## MATERIAL FOR THE TASK
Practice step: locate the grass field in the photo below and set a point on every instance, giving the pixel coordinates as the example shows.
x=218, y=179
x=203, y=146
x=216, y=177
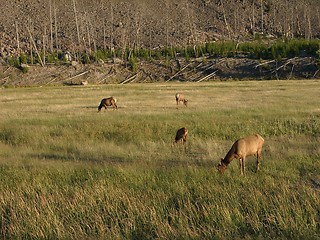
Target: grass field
x=68, y=172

## WHAT NEEDS TO BE DONE
Rewrite the items above with "grass field" swapped for "lawn" wherever it appears and everything else unchanged. Leave the pictures out.

## CORRECT ANSWER
Practice step: locate the lawn in the photo below and set a point on every instance, giving the pixel coordinates as the example shows.
x=218, y=179
x=203, y=146
x=216, y=177
Target: lawn
x=68, y=172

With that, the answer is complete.